Please report each line of the listing that contains the word "attic", reproducing every such line in full; matches must agree in case.

■ **Source records**:
▼

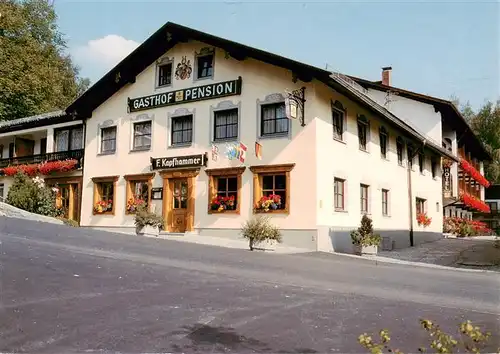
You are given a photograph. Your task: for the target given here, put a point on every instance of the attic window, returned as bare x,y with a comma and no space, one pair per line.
165,74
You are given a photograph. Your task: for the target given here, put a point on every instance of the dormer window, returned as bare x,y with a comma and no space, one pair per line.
165,74
164,68
204,64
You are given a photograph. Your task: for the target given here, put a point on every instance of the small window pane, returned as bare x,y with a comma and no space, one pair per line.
221,184
232,184
280,181
267,182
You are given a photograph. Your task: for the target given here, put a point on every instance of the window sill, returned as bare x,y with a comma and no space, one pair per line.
180,146
106,213
237,212
106,153
203,78
140,149
159,87
275,136
222,141
277,211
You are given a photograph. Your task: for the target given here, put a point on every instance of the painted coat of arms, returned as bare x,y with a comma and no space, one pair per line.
184,69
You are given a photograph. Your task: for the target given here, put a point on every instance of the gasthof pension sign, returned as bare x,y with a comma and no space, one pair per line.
191,94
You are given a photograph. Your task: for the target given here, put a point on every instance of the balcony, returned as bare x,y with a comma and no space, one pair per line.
36,159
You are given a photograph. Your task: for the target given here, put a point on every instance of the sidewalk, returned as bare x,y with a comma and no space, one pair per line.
452,252
233,243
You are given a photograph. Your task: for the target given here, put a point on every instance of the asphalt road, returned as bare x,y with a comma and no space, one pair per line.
66,290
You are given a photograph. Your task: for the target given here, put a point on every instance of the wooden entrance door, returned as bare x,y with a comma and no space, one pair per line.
68,199
179,190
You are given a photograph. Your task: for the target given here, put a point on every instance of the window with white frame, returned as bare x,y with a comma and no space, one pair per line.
362,132
182,130
226,124
364,198
142,136
108,140
273,119
385,202
383,137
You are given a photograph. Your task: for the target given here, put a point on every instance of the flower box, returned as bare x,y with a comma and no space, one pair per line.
103,206
220,204
269,203
423,219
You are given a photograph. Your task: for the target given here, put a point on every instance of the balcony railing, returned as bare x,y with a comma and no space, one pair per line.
52,156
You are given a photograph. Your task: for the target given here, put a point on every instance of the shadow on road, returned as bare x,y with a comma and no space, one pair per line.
222,339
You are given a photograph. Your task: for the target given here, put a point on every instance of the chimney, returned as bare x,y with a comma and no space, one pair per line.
386,75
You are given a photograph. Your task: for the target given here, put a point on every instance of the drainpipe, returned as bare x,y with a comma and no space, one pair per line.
410,192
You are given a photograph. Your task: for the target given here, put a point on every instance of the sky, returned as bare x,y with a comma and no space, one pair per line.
438,48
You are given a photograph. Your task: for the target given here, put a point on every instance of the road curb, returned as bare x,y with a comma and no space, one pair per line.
417,264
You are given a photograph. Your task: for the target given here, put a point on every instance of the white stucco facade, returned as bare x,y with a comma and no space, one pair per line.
318,158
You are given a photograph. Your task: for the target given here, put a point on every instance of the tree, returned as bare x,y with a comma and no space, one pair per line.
36,75
486,125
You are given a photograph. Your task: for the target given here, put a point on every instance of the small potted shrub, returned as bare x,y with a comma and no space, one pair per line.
363,239
259,229
147,223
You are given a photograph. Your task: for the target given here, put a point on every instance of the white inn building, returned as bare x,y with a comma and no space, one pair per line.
189,121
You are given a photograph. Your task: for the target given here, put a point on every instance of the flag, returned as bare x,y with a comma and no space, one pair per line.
258,150
242,152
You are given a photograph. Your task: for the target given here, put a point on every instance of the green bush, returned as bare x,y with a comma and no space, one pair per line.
259,229
364,235
32,195
144,217
472,339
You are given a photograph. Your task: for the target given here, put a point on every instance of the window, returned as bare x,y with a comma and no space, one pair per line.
226,124
68,138
420,205
165,74
273,119
409,153
225,189
272,188
364,198
339,194
205,66
385,202
338,114
433,167
108,140
421,161
142,136
138,191
104,195
399,150
383,142
43,146
362,132
182,130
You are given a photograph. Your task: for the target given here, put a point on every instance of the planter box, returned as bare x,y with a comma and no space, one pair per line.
361,250
148,231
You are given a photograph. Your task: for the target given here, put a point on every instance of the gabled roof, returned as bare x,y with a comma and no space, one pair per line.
39,120
450,113
171,34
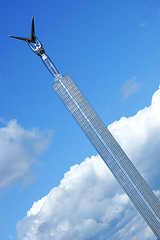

▲

■ **The answer**:
You are given a photograph. Your task: for the target given here, put a point on every instance of the attic window, returned as bare x,y with a comma and no space, one pair per line.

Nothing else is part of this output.